# [HOW TO COMPLETE THIS TASK]
Search the entries for the word "face". Copy each line in which it is found.

=======

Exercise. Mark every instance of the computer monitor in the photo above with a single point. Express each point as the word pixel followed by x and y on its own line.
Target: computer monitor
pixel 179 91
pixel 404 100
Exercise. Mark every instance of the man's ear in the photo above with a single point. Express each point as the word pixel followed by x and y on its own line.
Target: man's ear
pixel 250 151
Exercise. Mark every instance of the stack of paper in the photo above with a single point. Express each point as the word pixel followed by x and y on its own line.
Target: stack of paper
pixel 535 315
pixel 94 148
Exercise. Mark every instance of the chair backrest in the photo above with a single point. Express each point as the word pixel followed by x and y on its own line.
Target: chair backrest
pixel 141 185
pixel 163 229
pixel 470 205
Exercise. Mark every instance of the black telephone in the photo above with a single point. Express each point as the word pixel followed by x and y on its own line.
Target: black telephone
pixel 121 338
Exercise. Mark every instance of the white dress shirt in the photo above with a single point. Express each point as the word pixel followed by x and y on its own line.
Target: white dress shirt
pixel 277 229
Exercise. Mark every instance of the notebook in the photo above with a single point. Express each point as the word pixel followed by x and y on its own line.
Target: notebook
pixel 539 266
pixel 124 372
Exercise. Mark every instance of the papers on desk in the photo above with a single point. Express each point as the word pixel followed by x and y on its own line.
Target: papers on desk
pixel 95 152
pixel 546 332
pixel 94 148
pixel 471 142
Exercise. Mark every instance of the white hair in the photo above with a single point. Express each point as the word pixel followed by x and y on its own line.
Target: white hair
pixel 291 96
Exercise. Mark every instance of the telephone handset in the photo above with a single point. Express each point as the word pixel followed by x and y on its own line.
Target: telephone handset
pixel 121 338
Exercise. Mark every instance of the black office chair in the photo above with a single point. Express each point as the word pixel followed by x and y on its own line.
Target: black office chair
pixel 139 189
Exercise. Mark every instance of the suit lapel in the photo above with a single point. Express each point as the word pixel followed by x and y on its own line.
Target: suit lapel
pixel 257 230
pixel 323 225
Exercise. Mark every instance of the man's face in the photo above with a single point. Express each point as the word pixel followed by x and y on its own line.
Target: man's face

=======

# [TASK RESULT]
Exercise. Mark every instance of the man's face in the photo above with a single point. Express each point as the word pixel followed by x and y on its own line.
Target: man's face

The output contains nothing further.